### Directions
Can you recast every line of the data below as a JSON list of strings, one string per line, with blank lines omitted?
━━━━━ Input material ━━━━━
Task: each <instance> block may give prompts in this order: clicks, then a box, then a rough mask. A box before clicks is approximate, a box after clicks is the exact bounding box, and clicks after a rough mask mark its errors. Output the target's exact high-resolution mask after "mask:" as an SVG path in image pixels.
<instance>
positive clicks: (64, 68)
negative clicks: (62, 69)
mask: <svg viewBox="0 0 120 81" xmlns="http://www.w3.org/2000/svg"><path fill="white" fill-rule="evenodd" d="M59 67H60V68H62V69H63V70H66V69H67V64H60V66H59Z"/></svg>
━━━━━
### Your solution
[
  "Task: each <instance> block may give prompts in this order: clicks, then a box, then a rough mask. A box before clicks is approximate, a box after clicks is the exact bounding box, and clicks after a rough mask mark its errors. Output the target's exact high-resolution mask after \"mask:\" as an SVG path in image pixels.",
  "<instance>",
  "positive clicks: (64, 68)",
  "negative clicks: (62, 69)",
  "mask: <svg viewBox=\"0 0 120 81\" xmlns=\"http://www.w3.org/2000/svg\"><path fill=\"white\" fill-rule=\"evenodd\" d=\"M59 67H60V68H62V69H63V70H66V69H67V64H60V66H59Z\"/></svg>"
]